Choosing correct post-hoc test for my data in SPSS

#1
Hey everyone!

I'm currently working on an observational study looking at differences in heart rate and blood pressure variability in heart failure patients. It's a very large study with 500+ patients, and we are comparing the heart rate and blood pressure between the sexes, between ethnicities, between diabetics and non-diabetics, smokers and non-smokers etc. The groups are of unequal sizes. I've conducted normality tests for the heart rate and blood pressure data using Shapiro-Wilk and found that my data was non-parametric. As such I've done Kruskal-Wallis and Mann-Whitney U tests on the data, and would now like to do post-hoc testing on the results I have. I've spent the past week trying to get my head around post-hoc, but there seems to be about a million different ways to go with this. My impression is that Bonferroni corrections are overly conservative and not the optimal type of post-hoc I should use. I would be extremely grateful if someone could point me in the right direction about what type of post-hoc is most suitable for my data (ideally available on SPSS, which is the program I'm using).

■ **PROVIDED DATA**:
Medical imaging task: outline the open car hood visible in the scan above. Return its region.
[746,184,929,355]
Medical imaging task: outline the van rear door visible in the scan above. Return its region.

■ **TASKS TO CARRY OUT**:
1. In the forum post about post-hoc tests in SPSS, which test was used to check the heart rate and blood pressure data for normality?
2. Please extend the forum post about post-hoc tests in SPSS from the point where it stops.
Set the material aside; it has no role here.

■ **LIST OF ANSWERS**:
1. Shapiro-Wilk.

2.
Many thanks :)
 
#2
I've conducted normality tests for the heart rate and blood pressure data using Shapiro-Wilk and found that my data was non-parametric.
I must humbly say that I have never heard of any non-parametric data, only of non-parametric methods. I guess that the data were non-normally distributed.

But as have been said at this site a million times, it is not the dependent variable it self, but the dependent variables conditional on the independent variable, i.e. the residuals, that need to be normally distributed in analysis of variance (anova).

Or else the dependent variables conditional on the independent variable need to have a known distribution, like e.g. the gamma distribution in generalized linear models (glm).




It's a very large study with 500+ patients, and we are comparing the heart rate and blood pressure between the sexes, between ethnicities, between diabetics and non-diabetics, smokers and non-smokers etc.
There seem to be four factors (“the sexes” and so on). [Although I always find it strange when someone involves “ethnicities”.]

I would simply run these three (or four) factors in anova, try a transformations if the residuals are non-normal and going to a glm if that does not work. The factorial structure would give parameter estimates directly for the three (or four if you would involve that strange race factor that can’t be clearly “measured”). The parameter estimates would be normally distributed by the central limit theorem since there are so many observations.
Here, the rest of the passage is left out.